WHAT TO WORK ON | Repeat exactly the lines from the line containing "Target: interior door" through the last line of the records below, inclusive, and nothing else.

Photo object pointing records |
::::
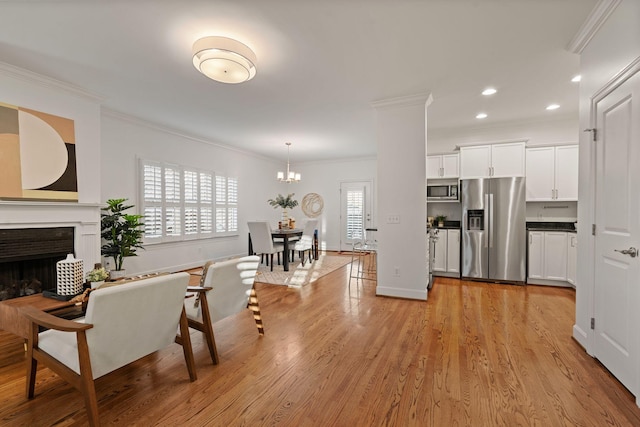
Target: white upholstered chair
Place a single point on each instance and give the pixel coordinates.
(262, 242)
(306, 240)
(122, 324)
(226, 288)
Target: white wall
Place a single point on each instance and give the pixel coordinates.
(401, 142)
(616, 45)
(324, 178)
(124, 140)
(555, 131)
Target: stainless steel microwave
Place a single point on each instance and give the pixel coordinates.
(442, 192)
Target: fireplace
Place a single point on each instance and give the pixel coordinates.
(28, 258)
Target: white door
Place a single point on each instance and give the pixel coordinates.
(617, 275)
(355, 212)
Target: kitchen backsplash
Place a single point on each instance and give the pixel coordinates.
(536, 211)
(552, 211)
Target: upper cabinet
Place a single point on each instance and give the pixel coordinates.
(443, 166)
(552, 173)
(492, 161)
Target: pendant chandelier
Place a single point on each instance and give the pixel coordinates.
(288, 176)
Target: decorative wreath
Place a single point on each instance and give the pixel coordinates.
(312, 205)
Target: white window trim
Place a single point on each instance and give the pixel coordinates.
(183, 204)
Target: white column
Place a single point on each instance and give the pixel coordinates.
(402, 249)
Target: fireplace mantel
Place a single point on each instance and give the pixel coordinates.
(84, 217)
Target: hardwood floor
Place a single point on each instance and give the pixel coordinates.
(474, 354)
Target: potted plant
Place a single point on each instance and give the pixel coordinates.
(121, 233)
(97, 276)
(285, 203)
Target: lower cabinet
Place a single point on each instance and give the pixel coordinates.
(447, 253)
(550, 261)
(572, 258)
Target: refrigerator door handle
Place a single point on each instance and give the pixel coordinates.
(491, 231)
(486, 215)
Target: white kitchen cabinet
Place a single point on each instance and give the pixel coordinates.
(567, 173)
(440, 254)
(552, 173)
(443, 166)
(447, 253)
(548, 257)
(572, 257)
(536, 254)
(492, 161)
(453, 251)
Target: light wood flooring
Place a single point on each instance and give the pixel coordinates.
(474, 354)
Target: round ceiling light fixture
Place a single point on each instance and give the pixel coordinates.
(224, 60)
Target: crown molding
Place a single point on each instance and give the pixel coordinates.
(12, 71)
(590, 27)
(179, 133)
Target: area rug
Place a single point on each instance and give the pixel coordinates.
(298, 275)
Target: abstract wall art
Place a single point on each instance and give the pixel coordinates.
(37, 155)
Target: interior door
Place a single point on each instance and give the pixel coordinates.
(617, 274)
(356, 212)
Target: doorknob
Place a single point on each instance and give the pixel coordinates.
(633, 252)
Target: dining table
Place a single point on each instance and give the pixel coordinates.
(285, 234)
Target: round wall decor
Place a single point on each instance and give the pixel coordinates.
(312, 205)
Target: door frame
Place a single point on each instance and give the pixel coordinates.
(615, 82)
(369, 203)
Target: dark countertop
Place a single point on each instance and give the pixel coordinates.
::::
WRITTEN ANSWER |
Target: interior door
Place a single point on each instance and give the pixel coordinates.
(617, 274)
(356, 212)
Target: doorknob
Place a single point on each instance and give the pixel coordinates.
(633, 252)
Target: dining table
Place a single point on each instance and give the pixel coordinates.
(285, 234)
Target: round wall decor
Place a single point on each instance and give the pixel coordinates.
(312, 205)
Target: door frame
Place a single point on each instance and give the pixel coordinates.
(615, 82)
(369, 203)
Target: dark countertop
Place a single point on each instance and give the pixel coordinates.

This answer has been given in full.